> _Problem details_: Output only these lines, set down exactly: the one containing "of the overcast" and each line after it through the end of the records.

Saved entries
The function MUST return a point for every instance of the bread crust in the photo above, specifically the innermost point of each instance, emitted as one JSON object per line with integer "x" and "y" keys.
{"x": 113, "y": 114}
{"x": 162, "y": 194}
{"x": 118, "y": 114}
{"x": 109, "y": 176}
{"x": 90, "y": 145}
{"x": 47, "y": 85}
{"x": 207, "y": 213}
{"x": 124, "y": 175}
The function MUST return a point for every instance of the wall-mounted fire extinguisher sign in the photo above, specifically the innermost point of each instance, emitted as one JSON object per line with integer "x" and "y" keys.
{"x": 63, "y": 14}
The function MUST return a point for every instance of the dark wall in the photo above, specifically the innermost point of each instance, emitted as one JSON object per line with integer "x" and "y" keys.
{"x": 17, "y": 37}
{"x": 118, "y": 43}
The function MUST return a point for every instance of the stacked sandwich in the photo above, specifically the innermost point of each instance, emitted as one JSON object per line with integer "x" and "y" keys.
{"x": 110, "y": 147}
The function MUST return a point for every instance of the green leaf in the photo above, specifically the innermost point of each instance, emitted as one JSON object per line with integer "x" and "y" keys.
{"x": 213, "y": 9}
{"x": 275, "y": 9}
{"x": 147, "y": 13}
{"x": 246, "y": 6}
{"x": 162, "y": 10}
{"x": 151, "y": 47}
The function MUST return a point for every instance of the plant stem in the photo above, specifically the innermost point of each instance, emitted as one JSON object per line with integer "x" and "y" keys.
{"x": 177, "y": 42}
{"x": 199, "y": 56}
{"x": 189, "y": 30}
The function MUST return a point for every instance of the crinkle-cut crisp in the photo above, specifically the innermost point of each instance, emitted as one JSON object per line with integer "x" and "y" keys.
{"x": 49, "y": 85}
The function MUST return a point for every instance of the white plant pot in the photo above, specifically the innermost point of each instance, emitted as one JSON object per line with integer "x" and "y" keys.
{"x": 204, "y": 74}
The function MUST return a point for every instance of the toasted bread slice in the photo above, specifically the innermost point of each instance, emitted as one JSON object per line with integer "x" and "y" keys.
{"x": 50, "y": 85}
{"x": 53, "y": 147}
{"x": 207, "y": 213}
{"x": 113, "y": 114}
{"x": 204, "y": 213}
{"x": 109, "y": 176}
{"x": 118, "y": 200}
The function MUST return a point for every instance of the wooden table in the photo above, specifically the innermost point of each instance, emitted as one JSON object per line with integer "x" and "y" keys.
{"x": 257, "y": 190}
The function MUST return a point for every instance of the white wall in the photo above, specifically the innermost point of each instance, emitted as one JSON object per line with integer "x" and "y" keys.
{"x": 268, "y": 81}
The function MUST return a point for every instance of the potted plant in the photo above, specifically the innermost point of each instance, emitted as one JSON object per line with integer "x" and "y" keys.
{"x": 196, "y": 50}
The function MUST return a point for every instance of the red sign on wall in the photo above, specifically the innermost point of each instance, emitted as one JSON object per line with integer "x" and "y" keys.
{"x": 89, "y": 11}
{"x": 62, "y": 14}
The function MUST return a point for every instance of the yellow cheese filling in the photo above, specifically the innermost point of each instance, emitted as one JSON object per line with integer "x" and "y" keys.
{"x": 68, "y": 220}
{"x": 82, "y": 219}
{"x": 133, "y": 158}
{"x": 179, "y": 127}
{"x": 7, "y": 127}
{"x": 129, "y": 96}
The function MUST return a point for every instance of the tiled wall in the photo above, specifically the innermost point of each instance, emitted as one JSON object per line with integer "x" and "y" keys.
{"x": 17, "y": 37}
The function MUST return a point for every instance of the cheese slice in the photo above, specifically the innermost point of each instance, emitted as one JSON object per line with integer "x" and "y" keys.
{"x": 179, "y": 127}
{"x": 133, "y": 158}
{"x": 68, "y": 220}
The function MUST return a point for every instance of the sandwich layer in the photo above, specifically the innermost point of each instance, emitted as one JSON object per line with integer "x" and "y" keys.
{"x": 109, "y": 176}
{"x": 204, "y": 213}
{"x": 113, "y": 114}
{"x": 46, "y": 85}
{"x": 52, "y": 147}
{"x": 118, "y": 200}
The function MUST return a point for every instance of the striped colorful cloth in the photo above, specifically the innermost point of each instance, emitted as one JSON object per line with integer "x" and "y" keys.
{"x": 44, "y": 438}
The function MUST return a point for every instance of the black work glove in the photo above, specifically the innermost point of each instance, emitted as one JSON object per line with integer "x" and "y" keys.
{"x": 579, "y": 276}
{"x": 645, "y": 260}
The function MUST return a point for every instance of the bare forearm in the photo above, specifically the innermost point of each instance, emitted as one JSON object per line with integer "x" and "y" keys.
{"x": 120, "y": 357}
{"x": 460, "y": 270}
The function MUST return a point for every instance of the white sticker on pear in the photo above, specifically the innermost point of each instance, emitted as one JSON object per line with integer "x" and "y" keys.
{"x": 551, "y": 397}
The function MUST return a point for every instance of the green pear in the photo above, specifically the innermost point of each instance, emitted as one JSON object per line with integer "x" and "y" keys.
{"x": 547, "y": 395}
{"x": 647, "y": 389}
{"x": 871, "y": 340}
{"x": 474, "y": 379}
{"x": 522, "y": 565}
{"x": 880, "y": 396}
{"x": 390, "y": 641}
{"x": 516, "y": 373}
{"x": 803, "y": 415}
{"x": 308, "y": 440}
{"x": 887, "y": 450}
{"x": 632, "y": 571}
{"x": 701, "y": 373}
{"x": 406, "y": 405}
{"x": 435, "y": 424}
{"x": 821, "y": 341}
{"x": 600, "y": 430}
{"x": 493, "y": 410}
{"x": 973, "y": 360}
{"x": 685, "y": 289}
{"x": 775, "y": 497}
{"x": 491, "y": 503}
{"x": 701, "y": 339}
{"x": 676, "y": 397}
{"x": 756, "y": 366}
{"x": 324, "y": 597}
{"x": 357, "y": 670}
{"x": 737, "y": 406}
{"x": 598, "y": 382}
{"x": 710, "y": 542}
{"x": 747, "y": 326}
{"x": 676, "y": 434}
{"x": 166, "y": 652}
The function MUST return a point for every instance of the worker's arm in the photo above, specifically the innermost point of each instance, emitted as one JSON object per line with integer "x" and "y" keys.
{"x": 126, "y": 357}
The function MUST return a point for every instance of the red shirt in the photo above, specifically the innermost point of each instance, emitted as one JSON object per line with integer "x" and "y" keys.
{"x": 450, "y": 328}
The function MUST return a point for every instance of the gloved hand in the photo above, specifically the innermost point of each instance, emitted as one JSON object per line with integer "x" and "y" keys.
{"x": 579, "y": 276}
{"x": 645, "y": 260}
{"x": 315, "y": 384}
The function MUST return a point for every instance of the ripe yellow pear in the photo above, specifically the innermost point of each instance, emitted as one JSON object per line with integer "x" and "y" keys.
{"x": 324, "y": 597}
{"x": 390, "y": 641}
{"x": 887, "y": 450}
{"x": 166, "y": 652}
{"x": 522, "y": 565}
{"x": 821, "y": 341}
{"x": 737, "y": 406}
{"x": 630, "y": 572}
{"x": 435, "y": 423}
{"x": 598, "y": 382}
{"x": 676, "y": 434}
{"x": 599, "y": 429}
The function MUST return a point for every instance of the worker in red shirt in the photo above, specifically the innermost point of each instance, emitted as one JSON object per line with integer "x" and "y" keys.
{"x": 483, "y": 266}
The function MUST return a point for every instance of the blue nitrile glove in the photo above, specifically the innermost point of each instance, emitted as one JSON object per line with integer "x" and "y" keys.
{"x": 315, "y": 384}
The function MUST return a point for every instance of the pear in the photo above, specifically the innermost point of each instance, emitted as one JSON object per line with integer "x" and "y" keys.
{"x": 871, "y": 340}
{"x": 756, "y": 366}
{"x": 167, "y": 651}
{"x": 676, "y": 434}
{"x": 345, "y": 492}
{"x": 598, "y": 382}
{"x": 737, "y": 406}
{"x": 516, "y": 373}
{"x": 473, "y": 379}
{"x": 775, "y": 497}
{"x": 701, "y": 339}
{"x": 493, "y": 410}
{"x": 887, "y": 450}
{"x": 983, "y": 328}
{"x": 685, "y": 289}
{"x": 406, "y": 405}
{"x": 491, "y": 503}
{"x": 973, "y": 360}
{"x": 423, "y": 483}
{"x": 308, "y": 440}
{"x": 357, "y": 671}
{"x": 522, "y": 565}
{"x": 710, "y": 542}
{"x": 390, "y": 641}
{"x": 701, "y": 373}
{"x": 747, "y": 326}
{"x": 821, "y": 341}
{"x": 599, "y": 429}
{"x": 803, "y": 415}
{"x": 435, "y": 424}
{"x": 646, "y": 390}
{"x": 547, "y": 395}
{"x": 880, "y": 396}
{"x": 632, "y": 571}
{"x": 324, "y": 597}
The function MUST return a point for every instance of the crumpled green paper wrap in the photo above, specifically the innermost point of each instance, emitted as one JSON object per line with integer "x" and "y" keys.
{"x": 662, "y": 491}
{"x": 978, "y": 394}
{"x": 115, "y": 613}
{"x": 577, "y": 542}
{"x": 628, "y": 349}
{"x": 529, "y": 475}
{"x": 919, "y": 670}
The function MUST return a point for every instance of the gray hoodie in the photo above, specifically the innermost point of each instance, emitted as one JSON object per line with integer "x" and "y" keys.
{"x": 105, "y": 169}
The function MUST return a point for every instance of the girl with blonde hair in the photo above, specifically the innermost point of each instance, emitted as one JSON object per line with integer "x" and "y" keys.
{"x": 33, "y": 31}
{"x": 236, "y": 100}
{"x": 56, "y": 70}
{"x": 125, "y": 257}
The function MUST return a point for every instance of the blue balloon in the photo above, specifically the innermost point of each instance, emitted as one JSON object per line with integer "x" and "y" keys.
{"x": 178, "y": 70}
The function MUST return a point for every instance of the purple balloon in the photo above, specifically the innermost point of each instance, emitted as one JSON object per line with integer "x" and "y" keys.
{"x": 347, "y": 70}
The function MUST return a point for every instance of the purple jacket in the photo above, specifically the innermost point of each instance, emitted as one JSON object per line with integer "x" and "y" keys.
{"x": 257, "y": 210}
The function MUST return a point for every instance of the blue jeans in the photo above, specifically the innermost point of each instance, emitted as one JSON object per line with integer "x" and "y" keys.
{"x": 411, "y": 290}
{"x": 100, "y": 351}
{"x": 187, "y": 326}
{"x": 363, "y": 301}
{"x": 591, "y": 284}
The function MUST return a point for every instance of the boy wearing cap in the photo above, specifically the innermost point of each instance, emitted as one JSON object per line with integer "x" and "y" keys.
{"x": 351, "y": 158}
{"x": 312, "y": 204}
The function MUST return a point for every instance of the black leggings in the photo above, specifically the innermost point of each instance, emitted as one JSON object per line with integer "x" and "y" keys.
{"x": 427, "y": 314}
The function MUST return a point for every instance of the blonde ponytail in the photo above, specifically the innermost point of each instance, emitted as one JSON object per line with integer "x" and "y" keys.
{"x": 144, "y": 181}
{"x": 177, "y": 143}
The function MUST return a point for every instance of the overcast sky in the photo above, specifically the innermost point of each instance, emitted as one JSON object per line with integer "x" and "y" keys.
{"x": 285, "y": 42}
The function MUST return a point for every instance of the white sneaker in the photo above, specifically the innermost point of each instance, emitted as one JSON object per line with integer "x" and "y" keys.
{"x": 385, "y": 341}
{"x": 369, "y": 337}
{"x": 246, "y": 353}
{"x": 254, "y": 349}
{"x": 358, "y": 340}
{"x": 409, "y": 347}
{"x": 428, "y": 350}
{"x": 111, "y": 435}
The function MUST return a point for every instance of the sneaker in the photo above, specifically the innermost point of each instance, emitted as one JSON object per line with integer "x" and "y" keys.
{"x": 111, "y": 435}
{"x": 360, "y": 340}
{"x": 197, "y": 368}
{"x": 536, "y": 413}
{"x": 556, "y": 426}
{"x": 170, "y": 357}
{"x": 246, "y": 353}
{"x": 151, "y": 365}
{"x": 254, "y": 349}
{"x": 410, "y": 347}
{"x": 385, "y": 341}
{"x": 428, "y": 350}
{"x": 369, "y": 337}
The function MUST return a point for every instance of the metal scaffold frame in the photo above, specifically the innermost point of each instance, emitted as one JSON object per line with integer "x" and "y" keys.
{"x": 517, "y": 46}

> _Response to the exercise_:
The function MUST return a point for every instance of the overcast sky in the photo above, specifically the innermost point of each instance, emitted as one JSON object per line with integer "x" and "y" keys.
{"x": 285, "y": 42}
The function MUST return a point for every instance of the white sneaker in the photo above, specifically the innermost point of each instance, emitted as one JSON object per line with integer "x" and "y" keys.
{"x": 385, "y": 341}
{"x": 369, "y": 337}
{"x": 246, "y": 353}
{"x": 254, "y": 349}
{"x": 358, "y": 340}
{"x": 409, "y": 347}
{"x": 428, "y": 350}
{"x": 111, "y": 435}
The function MUST return a point for every instance of the sneaker in the photo above, specifically the innermost point of each instance, emitted as one JSON object per line with integer "x" and "y" keys.
{"x": 111, "y": 435}
{"x": 360, "y": 340}
{"x": 197, "y": 368}
{"x": 536, "y": 413}
{"x": 556, "y": 426}
{"x": 170, "y": 357}
{"x": 246, "y": 353}
{"x": 151, "y": 365}
{"x": 254, "y": 349}
{"x": 410, "y": 347}
{"x": 385, "y": 341}
{"x": 428, "y": 350}
{"x": 369, "y": 337}
The function MUST return a point for every instance of the metal scaffold frame in the photo above, specifically the innermost point of each instance, emitted as one JSON object per line with integer "x" and "y" keys.
{"x": 517, "y": 46}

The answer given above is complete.